◆ Passage shown

New restaurants serve food that can be misleading. It’s like when a guy first goes on a date with a girl (or vice versa). He puts his best foot forward, dresses nice, shaves, makes sure he doesn’t smell, and tries to fool her into thinking he’s not an animal. She sometimes pretends to be fooled. It’s a game we play, a protocol, a dance, until interface has been established. Until they know who the other is, and how to communicate and what to expect. Eventually the dance turns into routine. Routine is comfortable, though not exciting. With people this means each knows what they contribute, and does that in an efficient way. Things get taken care of, and a foundation of memory is built.

◆ Listing
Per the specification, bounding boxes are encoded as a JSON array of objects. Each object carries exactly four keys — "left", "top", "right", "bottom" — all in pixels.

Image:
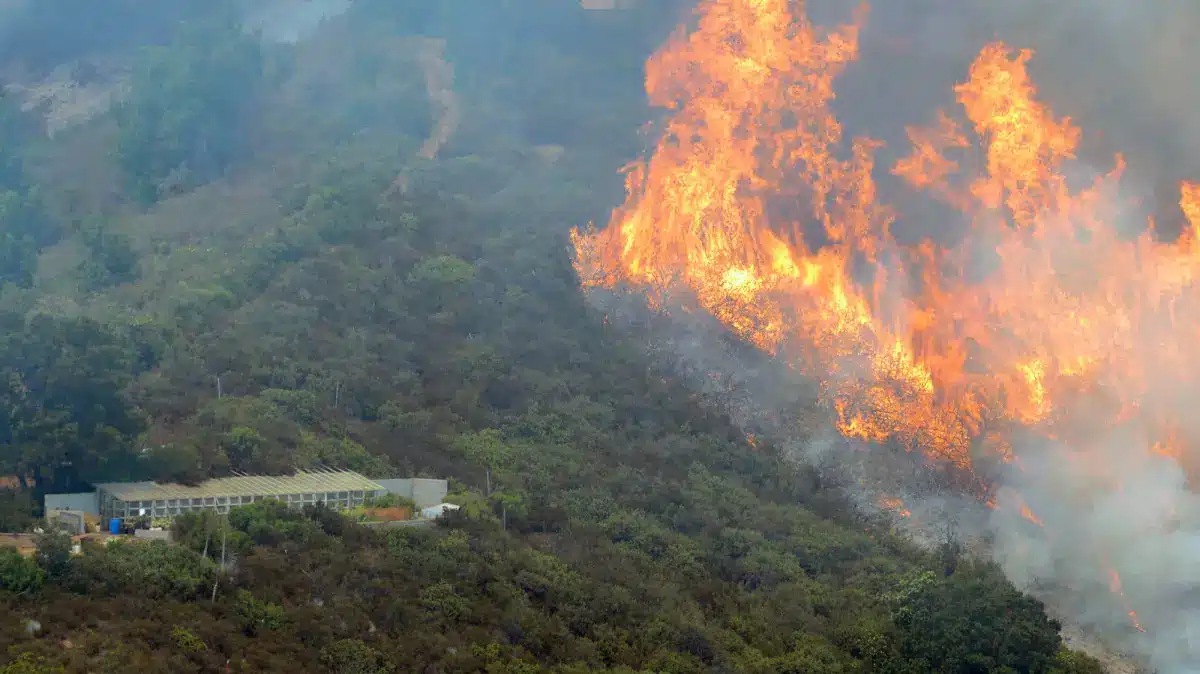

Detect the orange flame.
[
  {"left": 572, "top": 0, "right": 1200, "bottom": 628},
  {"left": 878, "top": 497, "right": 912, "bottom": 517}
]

◆ Tasks to perform
1. Reproduce the part of the passage about new restaurants starting at "New restaurants serve" and ending at "memory is built.".
2. Extend the passage about new restaurants, writing onward from its final sentence.

◆ Response list
1.
New restaurants serve food that can be misleading. It’s like when a guy first goes on a date with a girl (or vice versa). He puts his best foot forward, dresses nice, shaves, makes sure he doesn’t smell, and tries to fool her into thinking he’s not an animal. She sometimes pretends to be fooled. It’s a game we play, a protocol, a dance, until interface has been established. Until they know who the other is, and how to communicate and what to expect. Eventually the dance turns into routine. Routine is comfortable, though not exciting. With people this means each knows what they contribute, and does that in an efficient way. Things get taken care of, and a foundation of memory is built.

2.
It’s the same with a restaurant. San Luis in Gregory is brand new, with a grand opening banner flapping in the parking lot. The smells of musty ceiling tiles, grease, and years of great food haven’t had time to season the place yet. The staff is still working out responsibilities, and everyone is on their best behavior. Their food may be different a year from now, but I couldn’t wait to try this spot with the storied name of San Luis, so close to my house in Portland, and it didn’t disappoint as it’s brother in Corpus Christi has. The place is a steel building, and the interior walls are finished out with varnished pine, floor to ceiling. It is cavernous, with an adjoining bar and a drive-through. The obligatory photos of Pancho Villa hang next to garish flat screens showing not Univision, but Kelly Ripa. Spanish and English were both spoken by the staff, depending on the complexion of the table. The common thread holding together the theme of the place seems to be the cowboy myth, alive and well here minus the cows. It wouldn’t surprise me to show up one night and find the tables moved to make way for a dance floor, and locals two-stepping in creased, starched jeans and cowboy boots.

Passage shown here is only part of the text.